Per la prima volta, la comunità scientifica internazionale si trovava concorde sul fatto che, nell’eventualità di un aumento della temperatura media superiore a 2°C, molte aree del pianeta subirebbero preoccupanti effetti negativi a causa delle “interazioni di microlivello tra riscaldamento globale e regimi climatici esistenti”.

LA TEORIA DEL BASTONE DA HOCKEY
Il Programma delle Nazioni Unite individuava cinque “moltiplicatori specifici del rischio di inversione di tendenza dello sviluppo umano”: “produttività agricola ridotta, maggiore insicurezza idrica, maggiore esposizione alle inondazioni costiere e ad eventi meteorologici estremi, crollo degli ecosistemi e maggiori rischi per la salute”. (…).
Il rapporto dello Undp, in sostanza, rappresentava un riconoscimento politico della controversa “teoria del bastone da hockey”: una curva climatica che aveva dimostrato come le variazioni della temperatura terrestre, praticamente stabili fino al 1850, avevano iniziato ad impennarsi rapidamente proprio dalla seconda metà dell’Ottocento, ovvero in concomitanza con la diffusione della seconda rivoluzione industriale e, quindi, con l’impiego sempre più rilevante dei combustibili fossili. Nel dibattito pubblico, lo stato dei ghiacci è divenuto, così, il principale paradigma della salute climatica del pianeta (…). L’alternanza, nella storia climatica della terra, di periodi serra e fasi glaciali continua ad alimentare un incalzante dibattito fra coloro che ritengono l’attuale riscaldamento climatico un fattore naturale e quanti lo imputano alle attività umane.

_ _ _ _ _

• Problemi da risolvere:
A – Nel testo sulla teoria del bastone da hockey, fino a quale anno le variazioni della temperatura terrestre risultano praticamente stabili?
B – Filtra i record e riporta ogni riga che contiene la stringa "tree", distinguendo tra maiuscole e minuscole.
Il testo e i record non hanno alcun legame tra loro.

Record sulla localizzazione di oggetti nominati:
_ _ _ _ _

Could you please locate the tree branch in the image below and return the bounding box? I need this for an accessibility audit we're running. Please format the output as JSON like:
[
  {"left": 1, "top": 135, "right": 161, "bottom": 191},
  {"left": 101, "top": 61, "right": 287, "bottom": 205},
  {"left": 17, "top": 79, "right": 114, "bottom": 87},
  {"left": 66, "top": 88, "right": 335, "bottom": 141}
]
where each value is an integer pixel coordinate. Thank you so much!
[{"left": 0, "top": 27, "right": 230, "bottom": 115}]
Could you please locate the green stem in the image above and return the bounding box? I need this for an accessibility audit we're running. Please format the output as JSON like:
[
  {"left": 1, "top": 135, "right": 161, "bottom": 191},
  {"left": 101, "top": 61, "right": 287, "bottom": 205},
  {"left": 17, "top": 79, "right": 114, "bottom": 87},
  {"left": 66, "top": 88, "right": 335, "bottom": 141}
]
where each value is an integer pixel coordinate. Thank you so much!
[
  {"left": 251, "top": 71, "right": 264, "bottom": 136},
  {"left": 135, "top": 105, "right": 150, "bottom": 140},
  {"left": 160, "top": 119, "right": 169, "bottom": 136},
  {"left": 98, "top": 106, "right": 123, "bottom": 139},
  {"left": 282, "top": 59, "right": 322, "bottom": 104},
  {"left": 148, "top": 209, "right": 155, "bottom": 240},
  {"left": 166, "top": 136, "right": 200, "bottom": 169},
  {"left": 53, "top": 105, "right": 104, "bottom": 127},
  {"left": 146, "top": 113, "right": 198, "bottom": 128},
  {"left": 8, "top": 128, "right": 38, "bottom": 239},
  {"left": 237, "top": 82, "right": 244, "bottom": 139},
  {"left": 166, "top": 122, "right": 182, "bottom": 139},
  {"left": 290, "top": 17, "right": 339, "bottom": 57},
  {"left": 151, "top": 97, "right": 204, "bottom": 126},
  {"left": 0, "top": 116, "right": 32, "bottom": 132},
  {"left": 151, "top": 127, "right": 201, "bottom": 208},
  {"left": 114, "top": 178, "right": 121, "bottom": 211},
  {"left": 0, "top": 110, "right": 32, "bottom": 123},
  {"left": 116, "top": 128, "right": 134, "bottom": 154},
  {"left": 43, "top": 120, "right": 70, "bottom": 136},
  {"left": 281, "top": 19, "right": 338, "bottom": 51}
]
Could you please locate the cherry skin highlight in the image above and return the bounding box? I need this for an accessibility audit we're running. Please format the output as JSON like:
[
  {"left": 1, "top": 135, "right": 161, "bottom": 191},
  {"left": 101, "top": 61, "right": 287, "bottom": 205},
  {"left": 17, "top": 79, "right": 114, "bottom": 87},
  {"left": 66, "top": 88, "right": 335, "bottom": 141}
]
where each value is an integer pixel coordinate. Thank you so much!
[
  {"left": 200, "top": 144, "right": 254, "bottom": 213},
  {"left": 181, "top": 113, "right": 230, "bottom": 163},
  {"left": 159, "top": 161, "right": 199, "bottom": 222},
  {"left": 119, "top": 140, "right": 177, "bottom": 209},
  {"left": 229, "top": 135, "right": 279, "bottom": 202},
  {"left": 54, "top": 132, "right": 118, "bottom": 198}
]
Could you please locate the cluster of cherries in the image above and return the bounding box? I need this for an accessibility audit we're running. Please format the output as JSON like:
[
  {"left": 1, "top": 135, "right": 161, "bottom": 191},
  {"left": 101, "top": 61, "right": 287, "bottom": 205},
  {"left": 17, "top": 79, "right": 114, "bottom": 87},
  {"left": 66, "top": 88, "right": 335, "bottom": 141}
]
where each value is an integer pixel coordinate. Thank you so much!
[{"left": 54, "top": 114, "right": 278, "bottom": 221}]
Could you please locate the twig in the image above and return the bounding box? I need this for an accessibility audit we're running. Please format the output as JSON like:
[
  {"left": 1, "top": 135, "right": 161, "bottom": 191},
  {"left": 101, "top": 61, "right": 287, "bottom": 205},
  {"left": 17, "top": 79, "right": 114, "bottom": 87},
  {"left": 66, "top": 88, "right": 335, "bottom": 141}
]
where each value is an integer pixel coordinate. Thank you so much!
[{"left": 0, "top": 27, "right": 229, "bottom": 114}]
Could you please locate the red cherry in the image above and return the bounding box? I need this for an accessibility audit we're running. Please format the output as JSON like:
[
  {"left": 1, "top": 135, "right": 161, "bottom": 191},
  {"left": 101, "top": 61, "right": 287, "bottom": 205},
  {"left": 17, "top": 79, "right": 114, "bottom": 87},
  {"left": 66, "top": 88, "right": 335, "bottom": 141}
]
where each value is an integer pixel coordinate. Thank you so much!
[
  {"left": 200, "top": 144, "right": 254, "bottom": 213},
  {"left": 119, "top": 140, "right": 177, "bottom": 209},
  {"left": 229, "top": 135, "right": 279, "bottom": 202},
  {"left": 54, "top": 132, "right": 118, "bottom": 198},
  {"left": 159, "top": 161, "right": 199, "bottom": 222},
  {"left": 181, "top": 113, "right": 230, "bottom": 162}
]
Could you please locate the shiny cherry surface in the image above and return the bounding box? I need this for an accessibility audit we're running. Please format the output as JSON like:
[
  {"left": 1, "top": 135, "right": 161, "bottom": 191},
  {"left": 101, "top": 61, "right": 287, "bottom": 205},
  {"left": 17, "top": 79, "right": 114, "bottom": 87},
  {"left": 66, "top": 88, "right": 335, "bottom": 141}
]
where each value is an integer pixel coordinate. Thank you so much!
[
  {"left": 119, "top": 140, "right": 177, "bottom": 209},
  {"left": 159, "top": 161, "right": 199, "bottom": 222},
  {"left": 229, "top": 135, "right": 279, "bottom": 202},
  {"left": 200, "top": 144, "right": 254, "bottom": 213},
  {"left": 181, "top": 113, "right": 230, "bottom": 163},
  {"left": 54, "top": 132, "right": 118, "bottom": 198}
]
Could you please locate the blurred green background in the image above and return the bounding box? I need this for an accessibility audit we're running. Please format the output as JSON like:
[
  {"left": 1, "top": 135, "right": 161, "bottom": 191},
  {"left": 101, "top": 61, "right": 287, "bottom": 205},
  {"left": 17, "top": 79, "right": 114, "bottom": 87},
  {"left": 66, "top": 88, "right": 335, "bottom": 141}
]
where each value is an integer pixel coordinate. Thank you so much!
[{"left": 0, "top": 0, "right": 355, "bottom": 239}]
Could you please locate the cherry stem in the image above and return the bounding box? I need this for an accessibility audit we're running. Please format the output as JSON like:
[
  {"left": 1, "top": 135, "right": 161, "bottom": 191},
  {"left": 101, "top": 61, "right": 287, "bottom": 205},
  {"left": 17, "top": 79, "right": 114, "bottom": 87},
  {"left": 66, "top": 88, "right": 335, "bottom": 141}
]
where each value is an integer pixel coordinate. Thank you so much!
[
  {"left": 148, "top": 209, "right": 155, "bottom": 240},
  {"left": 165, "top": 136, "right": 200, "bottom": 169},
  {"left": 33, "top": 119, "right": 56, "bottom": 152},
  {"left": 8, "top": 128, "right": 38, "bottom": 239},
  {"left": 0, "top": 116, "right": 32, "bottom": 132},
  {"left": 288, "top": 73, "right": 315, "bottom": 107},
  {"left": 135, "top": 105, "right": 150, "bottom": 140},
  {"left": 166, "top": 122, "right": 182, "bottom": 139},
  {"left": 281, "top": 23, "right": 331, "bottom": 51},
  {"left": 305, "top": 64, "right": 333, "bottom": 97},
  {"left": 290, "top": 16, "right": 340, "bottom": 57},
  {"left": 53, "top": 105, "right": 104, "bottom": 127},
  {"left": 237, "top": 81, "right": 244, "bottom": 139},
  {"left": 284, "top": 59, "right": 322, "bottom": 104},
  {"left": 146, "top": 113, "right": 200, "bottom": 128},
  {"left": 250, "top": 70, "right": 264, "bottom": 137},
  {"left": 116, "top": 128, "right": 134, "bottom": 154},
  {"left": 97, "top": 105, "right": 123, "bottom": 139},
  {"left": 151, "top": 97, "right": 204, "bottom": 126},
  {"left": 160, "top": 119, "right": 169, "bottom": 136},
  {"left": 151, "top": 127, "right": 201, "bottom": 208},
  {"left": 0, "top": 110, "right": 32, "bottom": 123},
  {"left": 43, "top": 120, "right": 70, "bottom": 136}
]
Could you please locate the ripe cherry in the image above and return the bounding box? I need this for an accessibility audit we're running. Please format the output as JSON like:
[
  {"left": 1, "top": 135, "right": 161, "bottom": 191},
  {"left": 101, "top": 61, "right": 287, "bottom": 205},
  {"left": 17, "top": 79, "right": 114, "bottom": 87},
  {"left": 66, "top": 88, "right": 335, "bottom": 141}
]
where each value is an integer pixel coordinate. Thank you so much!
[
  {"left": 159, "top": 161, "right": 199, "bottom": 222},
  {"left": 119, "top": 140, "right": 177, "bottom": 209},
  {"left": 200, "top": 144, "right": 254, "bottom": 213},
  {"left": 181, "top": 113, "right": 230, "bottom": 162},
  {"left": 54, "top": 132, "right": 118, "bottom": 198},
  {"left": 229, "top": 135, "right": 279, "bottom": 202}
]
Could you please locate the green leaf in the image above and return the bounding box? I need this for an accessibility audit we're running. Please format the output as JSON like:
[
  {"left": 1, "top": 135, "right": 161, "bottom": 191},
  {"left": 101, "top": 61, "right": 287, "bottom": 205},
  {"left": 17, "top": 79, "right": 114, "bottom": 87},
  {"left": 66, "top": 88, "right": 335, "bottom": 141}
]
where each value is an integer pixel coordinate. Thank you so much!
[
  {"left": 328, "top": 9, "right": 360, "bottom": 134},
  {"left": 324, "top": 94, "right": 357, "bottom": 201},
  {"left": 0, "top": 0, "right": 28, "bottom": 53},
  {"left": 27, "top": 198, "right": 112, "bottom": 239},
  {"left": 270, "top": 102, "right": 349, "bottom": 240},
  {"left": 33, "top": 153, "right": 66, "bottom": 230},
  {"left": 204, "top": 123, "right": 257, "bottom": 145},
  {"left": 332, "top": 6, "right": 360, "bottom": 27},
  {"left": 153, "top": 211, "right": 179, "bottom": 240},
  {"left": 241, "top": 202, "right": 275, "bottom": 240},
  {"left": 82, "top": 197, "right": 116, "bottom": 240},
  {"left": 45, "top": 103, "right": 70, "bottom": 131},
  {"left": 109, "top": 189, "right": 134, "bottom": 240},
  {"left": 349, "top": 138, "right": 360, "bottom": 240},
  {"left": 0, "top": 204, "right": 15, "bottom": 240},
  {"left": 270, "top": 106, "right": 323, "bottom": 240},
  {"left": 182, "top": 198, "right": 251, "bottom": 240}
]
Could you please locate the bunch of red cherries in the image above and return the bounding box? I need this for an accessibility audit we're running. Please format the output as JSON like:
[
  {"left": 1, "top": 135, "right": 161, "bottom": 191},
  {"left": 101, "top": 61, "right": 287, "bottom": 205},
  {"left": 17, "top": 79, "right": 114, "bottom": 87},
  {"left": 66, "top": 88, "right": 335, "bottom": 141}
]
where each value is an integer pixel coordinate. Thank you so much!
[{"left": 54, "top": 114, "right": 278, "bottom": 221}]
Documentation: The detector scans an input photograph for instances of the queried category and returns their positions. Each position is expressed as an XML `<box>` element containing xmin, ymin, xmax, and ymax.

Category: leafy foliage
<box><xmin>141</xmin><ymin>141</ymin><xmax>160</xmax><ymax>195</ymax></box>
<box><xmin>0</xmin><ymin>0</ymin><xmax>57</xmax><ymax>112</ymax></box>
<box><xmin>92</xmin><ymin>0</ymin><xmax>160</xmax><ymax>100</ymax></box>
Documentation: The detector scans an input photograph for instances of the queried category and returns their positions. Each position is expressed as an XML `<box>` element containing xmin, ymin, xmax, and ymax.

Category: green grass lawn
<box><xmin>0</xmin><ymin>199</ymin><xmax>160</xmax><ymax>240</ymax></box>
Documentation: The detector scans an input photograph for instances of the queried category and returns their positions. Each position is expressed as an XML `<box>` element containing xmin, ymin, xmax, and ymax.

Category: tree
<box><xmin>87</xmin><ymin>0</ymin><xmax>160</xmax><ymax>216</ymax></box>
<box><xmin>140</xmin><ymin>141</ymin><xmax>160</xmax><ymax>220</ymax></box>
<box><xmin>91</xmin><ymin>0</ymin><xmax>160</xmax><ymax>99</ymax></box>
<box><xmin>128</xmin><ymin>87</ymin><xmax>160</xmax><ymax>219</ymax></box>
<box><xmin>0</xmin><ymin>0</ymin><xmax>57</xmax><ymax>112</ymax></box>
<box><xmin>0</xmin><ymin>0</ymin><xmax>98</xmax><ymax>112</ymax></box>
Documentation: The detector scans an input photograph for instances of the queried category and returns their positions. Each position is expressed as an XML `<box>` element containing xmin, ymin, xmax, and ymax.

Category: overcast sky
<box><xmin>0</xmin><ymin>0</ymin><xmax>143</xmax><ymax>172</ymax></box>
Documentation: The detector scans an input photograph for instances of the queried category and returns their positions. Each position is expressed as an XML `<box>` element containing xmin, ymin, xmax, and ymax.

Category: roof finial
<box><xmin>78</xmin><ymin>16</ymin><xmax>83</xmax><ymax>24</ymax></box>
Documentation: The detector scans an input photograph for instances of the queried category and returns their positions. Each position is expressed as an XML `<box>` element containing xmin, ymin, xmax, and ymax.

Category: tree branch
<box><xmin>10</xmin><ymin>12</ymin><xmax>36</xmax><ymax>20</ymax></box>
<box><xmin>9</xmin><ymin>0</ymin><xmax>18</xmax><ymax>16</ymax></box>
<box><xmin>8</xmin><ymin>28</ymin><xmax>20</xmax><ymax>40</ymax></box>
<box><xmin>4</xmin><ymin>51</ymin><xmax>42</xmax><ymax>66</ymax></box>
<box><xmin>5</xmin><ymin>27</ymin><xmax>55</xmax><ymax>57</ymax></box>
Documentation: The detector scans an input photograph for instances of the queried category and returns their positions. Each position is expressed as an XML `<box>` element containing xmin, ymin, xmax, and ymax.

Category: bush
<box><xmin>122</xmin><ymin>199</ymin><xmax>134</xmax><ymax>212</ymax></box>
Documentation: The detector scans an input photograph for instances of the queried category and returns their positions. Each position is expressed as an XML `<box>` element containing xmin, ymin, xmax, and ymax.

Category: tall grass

_ _ _ _ _

• Risposte:
A – Fino al 1850.

B –
Could you please locate the tree branch in the image below and return the bounding box? I need this for an accessibility audit we're running. Please format the output as JSON like:
Category: tree
Category: tree branch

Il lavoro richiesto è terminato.